> Exercise aim: Recast every one of the entries below as a Markdown table with the columns No. and Text, numbering each line and omitting blank lines.

++++++++++

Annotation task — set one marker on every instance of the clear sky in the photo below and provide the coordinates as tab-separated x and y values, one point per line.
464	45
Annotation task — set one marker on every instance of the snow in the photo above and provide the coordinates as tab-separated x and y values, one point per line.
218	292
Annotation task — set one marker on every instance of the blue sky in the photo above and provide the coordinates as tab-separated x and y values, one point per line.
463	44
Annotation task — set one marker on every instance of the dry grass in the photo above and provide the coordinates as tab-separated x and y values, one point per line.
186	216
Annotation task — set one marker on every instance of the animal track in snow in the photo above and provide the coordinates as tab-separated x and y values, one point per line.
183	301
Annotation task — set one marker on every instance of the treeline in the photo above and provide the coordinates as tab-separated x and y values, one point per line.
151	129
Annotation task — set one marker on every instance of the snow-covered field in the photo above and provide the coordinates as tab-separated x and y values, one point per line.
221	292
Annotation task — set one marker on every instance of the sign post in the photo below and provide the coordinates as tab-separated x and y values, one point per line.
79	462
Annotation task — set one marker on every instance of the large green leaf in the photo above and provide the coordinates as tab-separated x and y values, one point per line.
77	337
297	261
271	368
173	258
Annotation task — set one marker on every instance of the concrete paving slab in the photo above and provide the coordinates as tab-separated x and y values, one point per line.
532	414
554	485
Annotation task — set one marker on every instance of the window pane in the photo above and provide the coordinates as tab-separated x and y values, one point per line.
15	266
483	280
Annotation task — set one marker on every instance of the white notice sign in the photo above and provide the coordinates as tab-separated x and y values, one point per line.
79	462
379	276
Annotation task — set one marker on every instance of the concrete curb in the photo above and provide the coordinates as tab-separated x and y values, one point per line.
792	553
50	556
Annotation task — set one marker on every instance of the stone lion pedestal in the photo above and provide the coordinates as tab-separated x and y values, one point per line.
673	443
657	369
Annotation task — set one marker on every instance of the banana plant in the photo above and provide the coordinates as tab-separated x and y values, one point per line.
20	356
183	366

++++++++++

> Result of the exercise:
| No. | Text |
|---|---|
| 1 | Annotation task — set one marker on every instance of the clear sky in the photo below and provide the coordinates as tab-separated x and y values, one point per line. |
| 2 | 464	45 |
| 3 | Annotation task — set one marker on every instance of the snow in the photo above and provide the coordinates as tab-separated x and y values, one point per line. |
| 4 | 218	292 |
| 5 | Annotation task — set one marker on every instance of the blue sky in the photo above and provide the coordinates as tab-separated x and y values, one point per line. |
| 6 | 463	44 |
| 7 | Annotation task — set one marker on every instance of the dry grass in the photo above and provide the coordinates as tab-separated x and y values, one point per line. |
| 8 | 186	216 |
| 9 | Annotation task — set one marker on every instance of the animal track in snow in the photo above and provide the coordinates as tab-separated x and y values, one point per line. |
| 10 | 183	301 |
| 11 | Annotation task — set one marker on every instance of the treeline in the photo above and provide the coordinates as tab-separated x and y values, one point per line. |
| 12 | 151	129 |
| 13 | Annotation task — set one marker on every instance of the snow-covered field in the photo above and provide the coordinates as tab-separated x and y values, one point per line. |
| 14 | 221	292 |
| 15 | Annotation task — set one marker on every instance of the sign post in the photo below and provide the coordinates as tab-separated x and y values, one point per line. |
| 16 | 79	462 |
| 17 | Annotation task — set one marker on every instance of the large green leaf in the photo above and provide the coordinates as tab-separated x and y values, one point per line. |
| 18 | 77	337 |
| 19 | 297	261 |
| 20 | 271	368 |
| 21 | 173	258 |
| 22 | Annotation task — set one marker on every instance of the concrete paving slab in the photo above and provide the coordinates as tab-separated x and y values, one point per line. |
| 23 | 532	414 |
| 24 | 554	485 |
| 25 | Annotation task — set one marker on every instance of the window pane in the photo above and provide the coordinates as tab-separated x and y values, one point per line. |
| 26 | 15	266 |
| 27 | 483	280 |
| 28 | Annotation task — set one marker on every instance of the white notice sign in the photo above and provide the coordinates as tab-separated x and y values, one point per line. |
| 29 | 79	462 |
| 30 | 379	276 |
| 31 | Annotation task — set one marker on every instance of the concrete curb in the photo above and provide the coordinates as tab-separated x and y values, one point per line. |
| 32 | 792	553 |
| 33 | 50	556 |
| 34 | Annotation task — set one marker on every instance of the stone lion pedestal in the photo above and provide the coordinates as tab-separated x and y values, one point per line. |
| 35 | 673	443 |
| 36 | 657	369 |
| 37 | Annotation task — set one marker on every instance of the banana plant in the photo above and provide the coordinates as tab-separated x and y values, one point per line. |
| 38 | 20	356 |
| 39 | 183	366 |